- [Vorgegebener Text]

Die Bildungseinrichtungen sind gefragt. Die Tochter des Autors hatte in der achten Klasse eines Gymnasiums das Fach Informatik auf dem Stundenplan. Auf dem Papier eine gute Sache. In der Praxis bestand der Unterricht jedoch aus schlichten Übungen mit den gängigen Office Programmen. Texte erfassen, Präsentationen gestalten, einfache Tabellen aufbauen. Immerhin gibt es Informatik noch als nicht versetzungsrelevantes Wahlfach „für Computerfreaks“, wie der Schulprospekt erläutert. Zur Ehrenrettung der Schule muss gesagt werden, dass es sich um eine sprachlich musisch geprägte Einrichtung handelt. Die Frage ist nur, werden Sprachkenntnisse in Zukunft noch so wichtig sein wie heute? KI unterstützte Übersetzungssysteme werden immer besser und könnten schon recht bald eine Unterhaltung in Echtzeit dolmetschen.

Vishal Sikka, ehemaliger Technologiechef von SAP und heutiger CEO des indischen Konzerns Infosys Ltd, sagte am World Economic Forum 2016 in Davos: “Shift the focus from learning what we already know to an education focused on exploring what hasn’t happened yet.” Unsere Schulen haben ihren Fokus meist noch nicht wirklich neu ausgerichtet, aber an den Universitäten und in den Betrieben gibt es zukunftsweisende Beispiele für Ausbildungswege, die auf die Herausforderungen von morgen vorbereiten.

Was muss ein Ingenieur können, der ein autonomes Robotersystem, das Bilder, Gesten und Sprache interpretieren muss, entwickelt und einsetzen will? Er oder sie braucht Kenntnisse vom Maschinenbau über die Elektrotechnik, Elektronik, Künstliche Intelligenz, Kognitionswissenschaften bis hin zur Neurowissenschaft. Die Technische Universität München (TUM) mit ihren Fakultäten für Informatik, Elektrotechnik/ Informationstechnik und Maschinenwesen hat sich dem umfassenden Gebiet genähert und einen gemeinsamen Masterstudiengang „Robotics, Cognition, Intelligence (RCI)“ aufgelegt, der einen interdisziplinären Ausbildungsweg eröffnet.

Der nicht konsekutive Studiengang, der mit einem Master of Science abschliesst, zeigt, wie die Vorbereitung auf die Zukunft in einer digital transformierten Arbeitswelt aussehen könnte. Wer sich bewirbt, muss eine universitäre Basisausbildung mit Bachelorabschluss in Informatik, Mathematik, Physik, Elektrotechnik, Maschinenwesen, Ingenieurwissenschaften (Engineering Science) oder vergleichbaren Studiengängen mitbringen. Bei fehlenden Kompetenzen entscheidet ein Eignungsverfahren. Die Annahmequote liegt bei durchschnittlich 50%. Ausländische Bewerber brauchen ein deutsches Sprachzertifikat. Der Studiengang ist im Jahr 2012 mit 38 Bewerbern gestartet, für das Wintersemester 2016 waren es mehr als 140.

- [Lernmaterial]
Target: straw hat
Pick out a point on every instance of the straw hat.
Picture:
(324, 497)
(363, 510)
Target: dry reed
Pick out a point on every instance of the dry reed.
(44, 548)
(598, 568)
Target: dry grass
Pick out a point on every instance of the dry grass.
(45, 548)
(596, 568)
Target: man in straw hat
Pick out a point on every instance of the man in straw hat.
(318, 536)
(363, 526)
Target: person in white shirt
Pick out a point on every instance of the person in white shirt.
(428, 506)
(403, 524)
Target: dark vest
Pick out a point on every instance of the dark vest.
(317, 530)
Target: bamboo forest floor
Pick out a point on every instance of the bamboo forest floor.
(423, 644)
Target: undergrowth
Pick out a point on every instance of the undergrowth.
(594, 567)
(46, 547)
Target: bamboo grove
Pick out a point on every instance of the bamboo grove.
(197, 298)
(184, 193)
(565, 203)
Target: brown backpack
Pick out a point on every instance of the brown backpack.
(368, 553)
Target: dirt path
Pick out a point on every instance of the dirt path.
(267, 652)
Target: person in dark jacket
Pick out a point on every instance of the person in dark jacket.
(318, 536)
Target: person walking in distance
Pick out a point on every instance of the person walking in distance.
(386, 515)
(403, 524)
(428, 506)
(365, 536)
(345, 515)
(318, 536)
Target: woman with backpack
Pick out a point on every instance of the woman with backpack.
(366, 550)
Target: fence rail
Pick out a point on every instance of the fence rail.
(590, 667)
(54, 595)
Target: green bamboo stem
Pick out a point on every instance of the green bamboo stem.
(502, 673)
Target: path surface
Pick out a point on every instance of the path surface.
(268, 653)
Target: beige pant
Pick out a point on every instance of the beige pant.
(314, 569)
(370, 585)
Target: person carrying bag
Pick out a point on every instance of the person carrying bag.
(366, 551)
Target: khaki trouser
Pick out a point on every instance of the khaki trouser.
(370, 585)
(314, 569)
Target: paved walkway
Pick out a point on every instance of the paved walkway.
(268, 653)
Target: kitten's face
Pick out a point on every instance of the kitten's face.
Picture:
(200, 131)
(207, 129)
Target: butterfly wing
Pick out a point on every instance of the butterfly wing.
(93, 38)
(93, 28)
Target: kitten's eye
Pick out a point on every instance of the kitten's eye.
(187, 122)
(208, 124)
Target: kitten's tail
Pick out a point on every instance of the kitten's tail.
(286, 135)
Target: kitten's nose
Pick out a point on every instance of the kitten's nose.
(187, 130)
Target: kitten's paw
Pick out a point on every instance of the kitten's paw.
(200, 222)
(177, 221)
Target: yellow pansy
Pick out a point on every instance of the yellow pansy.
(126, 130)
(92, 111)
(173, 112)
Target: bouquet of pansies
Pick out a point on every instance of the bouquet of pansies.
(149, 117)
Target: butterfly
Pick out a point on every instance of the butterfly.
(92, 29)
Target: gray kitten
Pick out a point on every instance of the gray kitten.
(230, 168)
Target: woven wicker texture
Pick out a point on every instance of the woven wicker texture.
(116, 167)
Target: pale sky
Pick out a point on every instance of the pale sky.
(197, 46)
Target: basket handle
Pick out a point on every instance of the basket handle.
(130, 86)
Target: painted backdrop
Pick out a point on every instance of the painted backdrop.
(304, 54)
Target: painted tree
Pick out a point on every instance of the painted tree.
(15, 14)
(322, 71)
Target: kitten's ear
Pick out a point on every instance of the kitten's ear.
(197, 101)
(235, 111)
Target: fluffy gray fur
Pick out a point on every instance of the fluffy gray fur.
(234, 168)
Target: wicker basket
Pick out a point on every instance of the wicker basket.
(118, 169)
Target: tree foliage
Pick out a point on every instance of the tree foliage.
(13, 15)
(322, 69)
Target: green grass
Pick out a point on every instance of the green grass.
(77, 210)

- [Zu erledigende Aufgaben]
1 – In welchem Jahr ist der Masterstudiengang „Robotics, Cognition, Intelligence (RCI)“ laut dem vorgegebenen Text gestartet, und mit wie vielen Bewerbern?
2 – Übertragen Sie aus dem vorgegebenen Text wortgetreu die Passage von „Die Bildungseinrichtungen sind“ bis „in Echtzeit dolmetschen.“.
3 – Zählen Sie alle Fächer auf, die der vorgegebene Text ausdrücklich als mögliche Bachelorabschlüsse für eine Bewerbung um den Masterstudiengang nennt.

- [Nummerierte Antworten]
1 – Im Jahr 2012 mit 38 Bewerbern.

2 –
Die Bildungseinrichtungen sind gefragt. Die Tochter des Autors hatte in der achten Klasse eines Gymnasiums das Fach Informatik auf dem Stundenplan. Auf dem Papier eine gute Sache. In der Praxis bestand der Unterricht jedoch aus schlichten Übungen mit den gängigen Office Programmen. Texte erfassen, Präsentationen gestalten, einfache Tabellen aufbauen. Immerhin gibt es Informatik noch als nicht versetzungsrelevantes Wahlfach „für Computerfreaks“, wie der Schulprospekt erläutert. Zur Ehrenrettung der Schule muss gesagt werden, dass es sich um eine sprachlich musisch geprägte Einrichtung handelt. Die Frage ist nur, werden Sprachkenntnisse in Zukunft noch so wichtig sein wie heute? KI unterstützte Übersetzungssysteme werden immer besser und könnten schon recht bald eine Unterhaltung in Echtzeit dolmetschen.

3 – Informatik, Mathematik, Physik, Elektrotechnik, Maschinenwesen, Ingenieurwissenschaften (Engineering Science)